* BEGIN STORED RECORDS *

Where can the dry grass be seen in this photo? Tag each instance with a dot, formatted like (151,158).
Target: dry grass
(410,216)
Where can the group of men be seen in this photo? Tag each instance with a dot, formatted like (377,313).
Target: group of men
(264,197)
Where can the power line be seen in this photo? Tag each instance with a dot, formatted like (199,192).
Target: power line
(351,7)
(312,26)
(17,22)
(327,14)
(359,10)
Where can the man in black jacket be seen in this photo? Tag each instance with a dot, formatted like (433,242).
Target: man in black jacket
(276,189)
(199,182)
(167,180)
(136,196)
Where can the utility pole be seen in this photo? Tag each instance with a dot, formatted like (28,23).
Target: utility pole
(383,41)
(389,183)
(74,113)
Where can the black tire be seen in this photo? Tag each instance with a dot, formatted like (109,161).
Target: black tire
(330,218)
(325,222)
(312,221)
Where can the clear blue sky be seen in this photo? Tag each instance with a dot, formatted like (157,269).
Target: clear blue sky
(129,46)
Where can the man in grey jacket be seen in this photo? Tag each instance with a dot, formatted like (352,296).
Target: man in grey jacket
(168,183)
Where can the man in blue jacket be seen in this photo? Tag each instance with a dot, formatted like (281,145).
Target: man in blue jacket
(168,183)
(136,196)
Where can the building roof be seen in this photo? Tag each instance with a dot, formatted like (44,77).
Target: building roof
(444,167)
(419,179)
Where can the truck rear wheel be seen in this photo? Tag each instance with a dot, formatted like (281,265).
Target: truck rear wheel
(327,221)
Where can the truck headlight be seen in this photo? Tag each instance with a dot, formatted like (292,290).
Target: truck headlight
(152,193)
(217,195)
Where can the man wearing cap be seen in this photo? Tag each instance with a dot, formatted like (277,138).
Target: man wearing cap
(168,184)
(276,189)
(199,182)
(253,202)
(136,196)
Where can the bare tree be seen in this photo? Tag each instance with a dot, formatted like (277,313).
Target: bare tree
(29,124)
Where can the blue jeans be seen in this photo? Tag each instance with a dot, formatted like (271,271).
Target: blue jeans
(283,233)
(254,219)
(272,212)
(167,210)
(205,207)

* END STORED RECORDS *

WHAT IS BEING ASKED: Leave out every line before the one containing "Where can the truck headlight"; set down that line and all remaining lines of the material exactly.

REPLY TO THE TASK:
Where can the truck headlight be seen in this photo? Tag each instance with a dot, formatted like (292,290).
Target: truck headlight
(152,193)
(217,195)
Where can the man wearing cap be seen in this photo? Tag each instance with a dot, formatted like (277,138).
Target: man wearing cap
(168,184)
(276,189)
(199,182)
(253,202)
(136,196)
Where can the bare tree be seen in this photo? Tag each instance with a dot, formatted like (277,313).
Target: bare tree
(29,124)
Where can the blue jeans be seen in this photo? Tag each instance with a dot, formatted like (271,271).
Target: blue jeans
(283,233)
(254,219)
(272,212)
(167,210)
(205,207)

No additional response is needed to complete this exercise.